[Task to carry out]: Go to the line holding "Query: beige scarf" in the entries below and write out exactly every line down to and including the line holding "of the military".

[Provided records]:

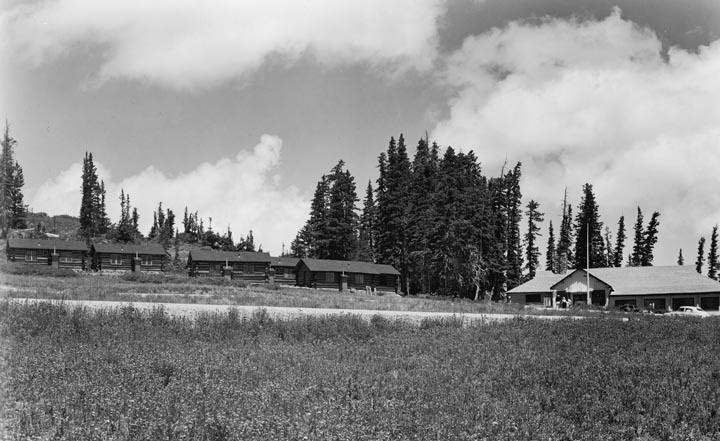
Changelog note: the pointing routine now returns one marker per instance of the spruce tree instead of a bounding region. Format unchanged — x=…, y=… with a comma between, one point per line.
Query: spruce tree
x=12, y=207
x=551, y=254
x=619, y=243
x=564, y=250
x=650, y=239
x=713, y=255
x=638, y=246
x=532, y=251
x=366, y=242
x=701, y=255
x=589, y=232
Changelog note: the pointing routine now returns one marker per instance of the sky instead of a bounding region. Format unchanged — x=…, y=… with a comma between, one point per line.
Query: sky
x=236, y=109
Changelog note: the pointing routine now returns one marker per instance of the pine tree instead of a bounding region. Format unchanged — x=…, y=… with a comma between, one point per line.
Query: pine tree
x=532, y=252
x=589, y=227
x=650, y=239
x=366, y=241
x=564, y=250
x=701, y=256
x=619, y=243
x=12, y=207
x=514, y=213
x=713, y=255
x=551, y=253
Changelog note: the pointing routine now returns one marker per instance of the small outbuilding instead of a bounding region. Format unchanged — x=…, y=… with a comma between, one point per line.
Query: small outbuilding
x=645, y=287
x=242, y=265
x=70, y=254
x=341, y=275
x=285, y=269
x=128, y=257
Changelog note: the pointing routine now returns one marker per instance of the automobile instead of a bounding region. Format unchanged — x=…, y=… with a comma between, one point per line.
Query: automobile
x=694, y=311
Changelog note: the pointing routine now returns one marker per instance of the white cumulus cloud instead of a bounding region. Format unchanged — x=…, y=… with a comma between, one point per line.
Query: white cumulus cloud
x=595, y=101
x=243, y=192
x=189, y=44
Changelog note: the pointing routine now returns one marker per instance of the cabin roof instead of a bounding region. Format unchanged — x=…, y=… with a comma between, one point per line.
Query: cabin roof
x=199, y=255
x=349, y=266
x=284, y=261
x=47, y=244
x=129, y=248
x=631, y=280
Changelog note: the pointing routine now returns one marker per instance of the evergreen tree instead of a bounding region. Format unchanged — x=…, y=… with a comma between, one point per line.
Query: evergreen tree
x=532, y=252
x=649, y=240
x=341, y=216
x=638, y=246
x=514, y=213
x=589, y=232
x=12, y=207
x=701, y=257
x=551, y=253
x=366, y=242
x=619, y=243
x=564, y=250
x=713, y=255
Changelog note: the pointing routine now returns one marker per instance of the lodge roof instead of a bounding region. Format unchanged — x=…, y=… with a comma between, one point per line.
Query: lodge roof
x=47, y=244
x=349, y=266
x=542, y=282
x=129, y=248
x=229, y=256
x=284, y=261
x=637, y=280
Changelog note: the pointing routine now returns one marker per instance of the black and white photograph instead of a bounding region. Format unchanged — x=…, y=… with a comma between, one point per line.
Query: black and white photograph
x=360, y=220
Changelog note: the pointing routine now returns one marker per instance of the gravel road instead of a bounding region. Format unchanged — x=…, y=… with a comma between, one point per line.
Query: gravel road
x=191, y=310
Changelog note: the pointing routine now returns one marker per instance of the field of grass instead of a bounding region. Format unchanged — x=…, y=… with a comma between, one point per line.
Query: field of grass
x=22, y=281
x=125, y=375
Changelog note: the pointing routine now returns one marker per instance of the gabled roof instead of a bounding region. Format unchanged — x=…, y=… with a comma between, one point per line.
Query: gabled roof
x=637, y=280
x=542, y=282
x=47, y=244
x=656, y=280
x=129, y=248
x=229, y=256
x=349, y=266
x=284, y=261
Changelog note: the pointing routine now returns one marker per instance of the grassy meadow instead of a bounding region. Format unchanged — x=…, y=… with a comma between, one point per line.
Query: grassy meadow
x=21, y=281
x=125, y=375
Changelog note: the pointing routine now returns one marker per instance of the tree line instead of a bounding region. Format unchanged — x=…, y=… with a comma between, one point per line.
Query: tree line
x=452, y=230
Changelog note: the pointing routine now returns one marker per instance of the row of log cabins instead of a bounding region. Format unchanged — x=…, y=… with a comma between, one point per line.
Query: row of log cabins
x=255, y=267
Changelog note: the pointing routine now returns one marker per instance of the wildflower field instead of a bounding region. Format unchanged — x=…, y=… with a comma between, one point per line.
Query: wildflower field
x=125, y=375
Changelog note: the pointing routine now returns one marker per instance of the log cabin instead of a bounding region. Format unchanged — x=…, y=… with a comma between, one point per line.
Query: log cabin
x=654, y=288
x=69, y=254
x=343, y=275
x=249, y=266
x=128, y=257
x=285, y=269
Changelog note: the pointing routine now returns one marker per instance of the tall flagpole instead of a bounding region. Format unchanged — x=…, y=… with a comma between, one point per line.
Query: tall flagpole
x=587, y=262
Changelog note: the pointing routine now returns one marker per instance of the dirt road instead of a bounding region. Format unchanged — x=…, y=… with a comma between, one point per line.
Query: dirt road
x=191, y=310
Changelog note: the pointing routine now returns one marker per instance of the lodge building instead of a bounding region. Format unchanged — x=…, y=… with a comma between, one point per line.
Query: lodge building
x=342, y=275
x=645, y=287
x=57, y=253
x=242, y=265
x=285, y=269
x=127, y=257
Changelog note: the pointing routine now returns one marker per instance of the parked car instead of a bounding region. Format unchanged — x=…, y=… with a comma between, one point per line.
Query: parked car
x=694, y=311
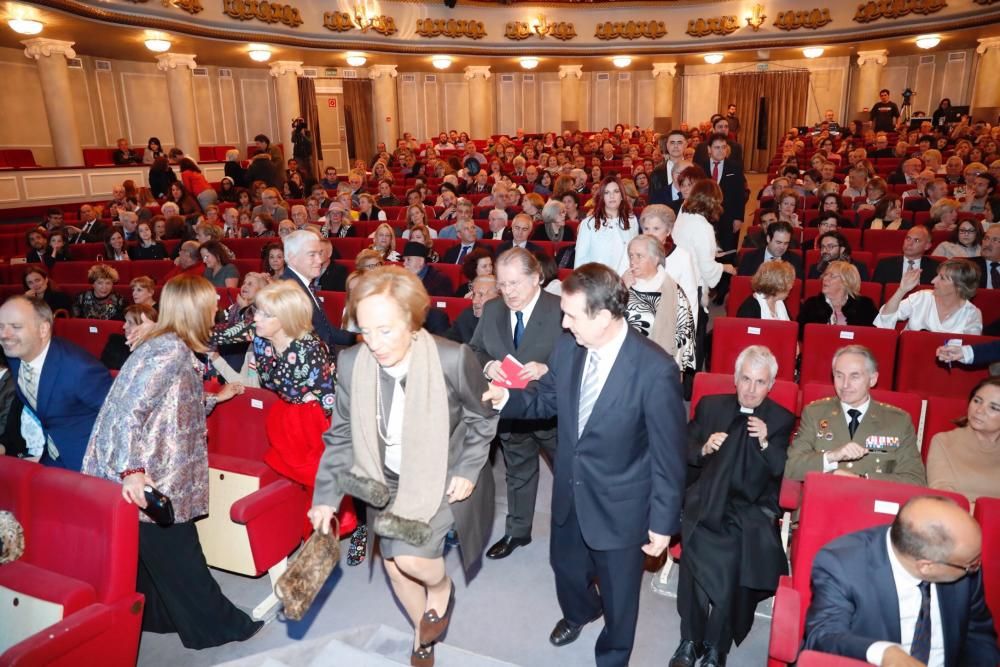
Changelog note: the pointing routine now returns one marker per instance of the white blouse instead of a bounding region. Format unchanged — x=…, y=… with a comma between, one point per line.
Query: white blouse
x=695, y=234
x=607, y=245
x=920, y=314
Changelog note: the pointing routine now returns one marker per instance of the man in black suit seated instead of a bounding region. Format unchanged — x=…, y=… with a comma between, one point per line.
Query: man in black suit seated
x=909, y=595
x=916, y=244
x=484, y=288
x=732, y=550
x=465, y=231
x=415, y=261
x=728, y=173
x=520, y=230
x=779, y=236
x=833, y=247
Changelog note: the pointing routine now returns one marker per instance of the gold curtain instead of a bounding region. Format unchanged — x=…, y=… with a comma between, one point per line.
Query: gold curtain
x=786, y=93
x=358, y=119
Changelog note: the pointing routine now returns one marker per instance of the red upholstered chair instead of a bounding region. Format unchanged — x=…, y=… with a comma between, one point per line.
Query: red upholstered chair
x=987, y=513
x=71, y=599
x=731, y=335
x=255, y=516
x=821, y=341
x=831, y=506
x=918, y=370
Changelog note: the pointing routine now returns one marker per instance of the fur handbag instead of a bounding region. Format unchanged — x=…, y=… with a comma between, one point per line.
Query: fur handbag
x=299, y=585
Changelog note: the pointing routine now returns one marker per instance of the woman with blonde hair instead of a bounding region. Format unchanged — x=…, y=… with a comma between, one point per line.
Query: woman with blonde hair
x=151, y=433
x=411, y=437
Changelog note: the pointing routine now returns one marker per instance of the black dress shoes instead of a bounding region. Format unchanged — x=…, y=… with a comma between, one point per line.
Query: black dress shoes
x=505, y=546
x=712, y=658
x=564, y=633
x=686, y=655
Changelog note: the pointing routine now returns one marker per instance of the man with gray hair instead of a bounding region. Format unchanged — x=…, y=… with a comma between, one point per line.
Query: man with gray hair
x=732, y=549
x=304, y=257
x=852, y=434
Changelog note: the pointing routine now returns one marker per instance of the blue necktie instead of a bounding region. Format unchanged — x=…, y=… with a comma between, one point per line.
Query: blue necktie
x=920, y=648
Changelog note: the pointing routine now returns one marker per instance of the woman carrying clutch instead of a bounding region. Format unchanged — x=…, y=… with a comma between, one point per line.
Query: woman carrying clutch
x=411, y=436
x=151, y=431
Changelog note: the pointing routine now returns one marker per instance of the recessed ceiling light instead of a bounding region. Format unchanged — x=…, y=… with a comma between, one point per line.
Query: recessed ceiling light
x=25, y=26
x=928, y=41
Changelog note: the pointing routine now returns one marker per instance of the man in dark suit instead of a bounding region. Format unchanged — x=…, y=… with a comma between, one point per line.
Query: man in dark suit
x=779, y=237
x=728, y=173
x=732, y=550
x=910, y=594
x=415, y=261
x=520, y=230
x=619, y=470
x=524, y=324
x=916, y=244
x=61, y=386
x=304, y=264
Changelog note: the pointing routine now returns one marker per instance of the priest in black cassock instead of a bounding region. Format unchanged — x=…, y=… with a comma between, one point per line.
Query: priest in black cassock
x=729, y=529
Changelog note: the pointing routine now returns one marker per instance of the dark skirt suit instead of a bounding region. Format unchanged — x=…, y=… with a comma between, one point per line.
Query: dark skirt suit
x=472, y=426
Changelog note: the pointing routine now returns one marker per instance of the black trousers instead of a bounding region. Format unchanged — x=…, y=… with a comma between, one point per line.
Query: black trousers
x=520, y=454
x=591, y=582
x=181, y=595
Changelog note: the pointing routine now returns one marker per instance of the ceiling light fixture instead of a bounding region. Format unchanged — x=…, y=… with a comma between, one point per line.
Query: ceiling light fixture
x=158, y=45
x=25, y=26
x=259, y=53
x=928, y=41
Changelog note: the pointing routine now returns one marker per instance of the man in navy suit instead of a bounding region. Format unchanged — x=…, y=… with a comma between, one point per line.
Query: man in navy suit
x=728, y=173
x=908, y=595
x=620, y=465
x=304, y=258
x=61, y=386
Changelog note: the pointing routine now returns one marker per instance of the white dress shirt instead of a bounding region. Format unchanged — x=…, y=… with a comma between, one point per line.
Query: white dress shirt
x=920, y=314
x=909, y=597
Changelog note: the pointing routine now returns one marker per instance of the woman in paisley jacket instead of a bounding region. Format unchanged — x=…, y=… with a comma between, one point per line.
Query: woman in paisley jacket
x=151, y=431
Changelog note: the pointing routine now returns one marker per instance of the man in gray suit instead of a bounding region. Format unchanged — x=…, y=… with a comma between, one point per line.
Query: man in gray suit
x=525, y=324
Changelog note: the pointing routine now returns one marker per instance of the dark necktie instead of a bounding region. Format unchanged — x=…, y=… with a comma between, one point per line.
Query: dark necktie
x=855, y=421
x=920, y=649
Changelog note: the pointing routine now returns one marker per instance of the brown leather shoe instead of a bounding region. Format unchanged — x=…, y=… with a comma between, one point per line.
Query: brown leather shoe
x=422, y=657
x=432, y=624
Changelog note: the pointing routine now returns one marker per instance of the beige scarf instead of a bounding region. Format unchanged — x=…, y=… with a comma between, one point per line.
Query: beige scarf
x=424, y=469
x=664, y=329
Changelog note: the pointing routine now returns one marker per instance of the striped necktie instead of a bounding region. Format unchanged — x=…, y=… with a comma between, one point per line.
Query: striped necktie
x=589, y=390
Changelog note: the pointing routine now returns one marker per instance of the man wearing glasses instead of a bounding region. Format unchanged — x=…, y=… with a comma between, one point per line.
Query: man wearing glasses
x=908, y=595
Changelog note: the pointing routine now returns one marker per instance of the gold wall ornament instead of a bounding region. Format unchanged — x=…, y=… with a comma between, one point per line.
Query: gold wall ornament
x=810, y=19
x=453, y=28
x=717, y=25
x=630, y=30
x=894, y=9
x=518, y=30
x=268, y=12
x=756, y=20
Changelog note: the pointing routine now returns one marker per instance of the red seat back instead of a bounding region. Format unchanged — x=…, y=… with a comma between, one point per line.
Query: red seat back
x=732, y=335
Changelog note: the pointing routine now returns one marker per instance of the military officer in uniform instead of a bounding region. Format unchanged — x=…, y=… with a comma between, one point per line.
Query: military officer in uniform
x=853, y=435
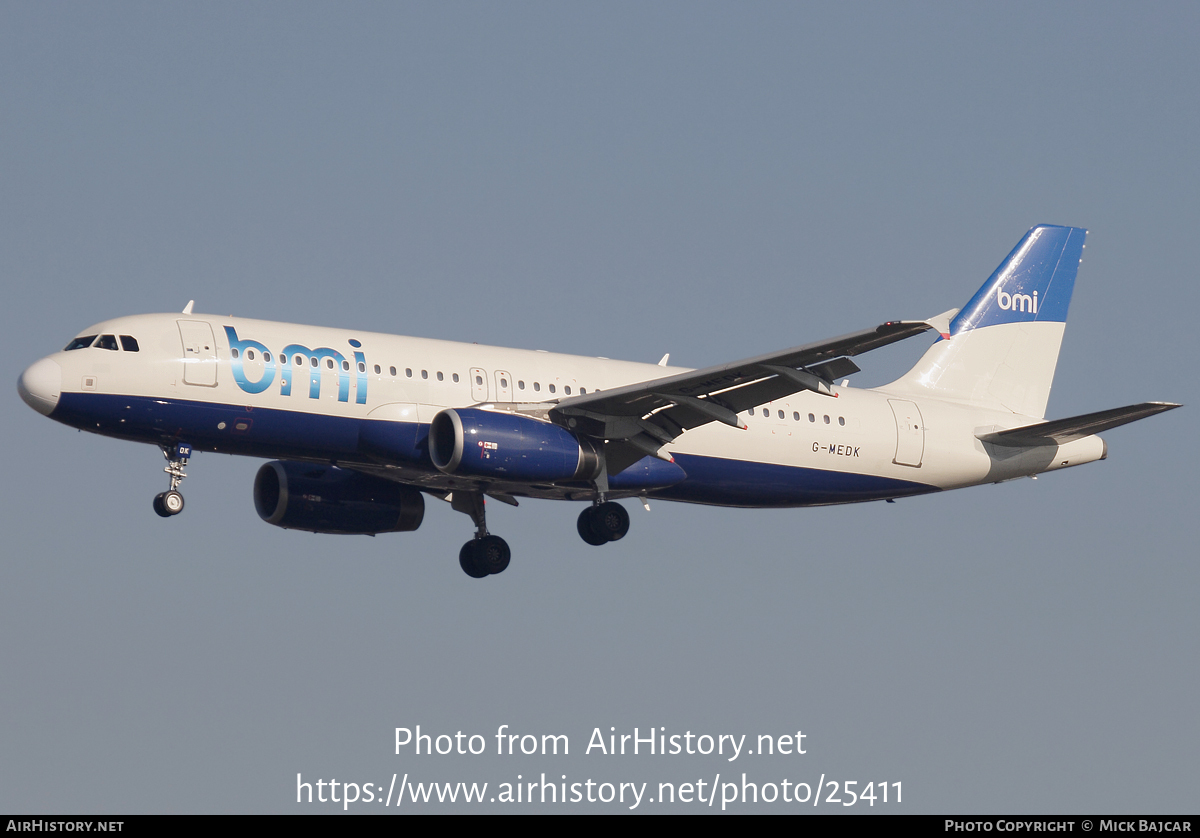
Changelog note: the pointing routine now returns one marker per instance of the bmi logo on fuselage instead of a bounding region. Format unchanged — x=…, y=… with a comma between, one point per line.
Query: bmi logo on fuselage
x=297, y=357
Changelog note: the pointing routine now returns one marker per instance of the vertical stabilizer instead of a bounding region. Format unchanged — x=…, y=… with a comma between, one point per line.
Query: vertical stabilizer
x=1002, y=348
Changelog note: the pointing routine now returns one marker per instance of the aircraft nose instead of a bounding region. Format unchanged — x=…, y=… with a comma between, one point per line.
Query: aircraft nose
x=41, y=384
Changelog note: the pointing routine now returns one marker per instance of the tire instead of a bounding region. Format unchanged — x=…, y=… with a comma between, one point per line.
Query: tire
x=611, y=520
x=161, y=510
x=492, y=554
x=468, y=560
x=586, y=526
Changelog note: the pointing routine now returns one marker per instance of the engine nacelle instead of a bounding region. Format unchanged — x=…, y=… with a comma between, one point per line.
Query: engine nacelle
x=509, y=447
x=329, y=500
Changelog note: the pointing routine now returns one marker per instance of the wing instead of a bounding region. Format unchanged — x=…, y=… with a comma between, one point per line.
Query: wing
x=1074, y=428
x=639, y=419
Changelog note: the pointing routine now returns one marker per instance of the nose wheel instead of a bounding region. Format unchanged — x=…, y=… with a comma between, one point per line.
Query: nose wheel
x=168, y=503
x=603, y=522
x=171, y=502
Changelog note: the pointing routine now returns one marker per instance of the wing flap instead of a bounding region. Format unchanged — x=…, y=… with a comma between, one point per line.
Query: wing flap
x=687, y=400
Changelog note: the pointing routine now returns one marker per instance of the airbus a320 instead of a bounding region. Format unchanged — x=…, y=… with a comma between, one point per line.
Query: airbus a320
x=360, y=428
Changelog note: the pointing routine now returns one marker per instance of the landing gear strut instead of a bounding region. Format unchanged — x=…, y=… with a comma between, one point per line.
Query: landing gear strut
x=603, y=522
x=486, y=554
x=171, y=502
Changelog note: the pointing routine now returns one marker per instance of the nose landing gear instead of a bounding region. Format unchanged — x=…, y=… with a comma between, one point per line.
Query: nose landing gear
x=171, y=502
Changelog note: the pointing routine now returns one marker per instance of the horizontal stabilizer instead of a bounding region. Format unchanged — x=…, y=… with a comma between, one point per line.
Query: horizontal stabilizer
x=1074, y=428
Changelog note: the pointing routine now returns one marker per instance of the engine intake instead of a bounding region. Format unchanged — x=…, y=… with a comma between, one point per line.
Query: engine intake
x=329, y=500
x=509, y=447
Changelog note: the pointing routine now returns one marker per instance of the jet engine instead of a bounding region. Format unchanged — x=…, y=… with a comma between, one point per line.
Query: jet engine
x=329, y=500
x=509, y=447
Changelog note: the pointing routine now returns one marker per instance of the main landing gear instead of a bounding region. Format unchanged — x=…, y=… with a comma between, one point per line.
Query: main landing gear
x=171, y=502
x=605, y=521
x=485, y=554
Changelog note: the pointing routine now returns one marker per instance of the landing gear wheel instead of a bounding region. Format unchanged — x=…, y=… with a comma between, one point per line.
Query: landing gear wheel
x=587, y=528
x=492, y=554
x=610, y=520
x=468, y=560
x=173, y=502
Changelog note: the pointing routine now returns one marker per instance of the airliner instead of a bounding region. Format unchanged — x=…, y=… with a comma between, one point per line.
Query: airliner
x=359, y=428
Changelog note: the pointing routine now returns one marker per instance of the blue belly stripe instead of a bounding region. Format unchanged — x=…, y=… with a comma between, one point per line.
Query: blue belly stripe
x=270, y=432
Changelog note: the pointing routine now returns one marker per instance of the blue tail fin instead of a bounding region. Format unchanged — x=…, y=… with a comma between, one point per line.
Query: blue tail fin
x=1032, y=285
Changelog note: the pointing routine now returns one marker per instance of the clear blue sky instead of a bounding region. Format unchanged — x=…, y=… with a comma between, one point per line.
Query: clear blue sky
x=712, y=180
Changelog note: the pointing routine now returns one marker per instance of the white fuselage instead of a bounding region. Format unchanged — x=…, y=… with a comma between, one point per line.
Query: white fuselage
x=220, y=384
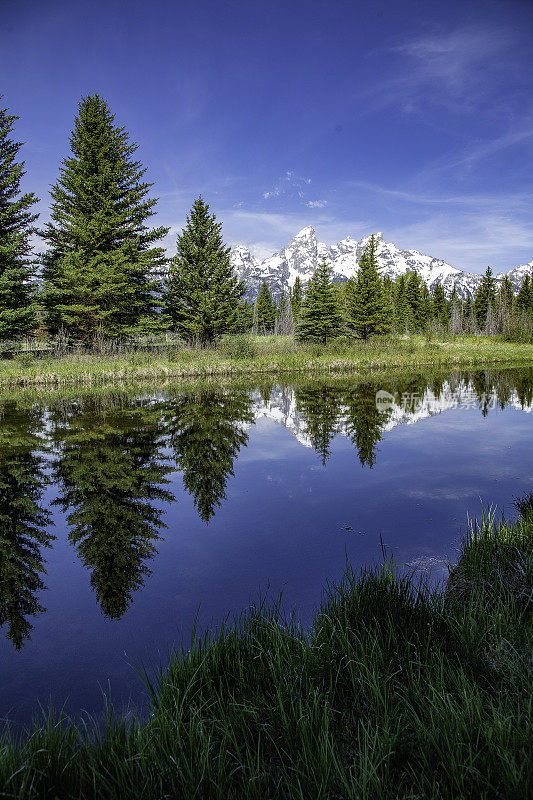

[Response box]:
Query: beige scarf
x=424, y=469
x=664, y=329
Changelog note: the pointing routine now returns one marker per instance of the striped necktie instead of a bounding region. Format unchanged — x=…, y=… with a comma between, one point per line.
Query: striped necktie
x=589, y=390
Changelog note: the pointing routine now returns one marker per instance of the man wearing glasses instead of a bounding region. Format unchanged — x=…, y=… with a comma between, one point per line.
Query: man wearing glasses
x=908, y=595
Changelog note: the pointing routine now returns one marker per instance of the gold wall ornament instead of a bounding region. Format unchanged — x=…, y=… with a comma between, one point per line.
Query: gold wall ornament
x=810, y=19
x=453, y=28
x=717, y=25
x=630, y=30
x=894, y=9
x=518, y=30
x=268, y=12
x=756, y=20
Changelog note: the pointing routine now returns one marker per instance of the red seat back instead of a bounding region. Format unchanged — x=…, y=… with a comma between, one point per line.
Query: red seat back
x=732, y=335
Changelog note: the pointing routine now returns one marker per instance of the military officer in uniform instead of a bounding region. Format unchanged — x=…, y=… with a comma between, one point per line.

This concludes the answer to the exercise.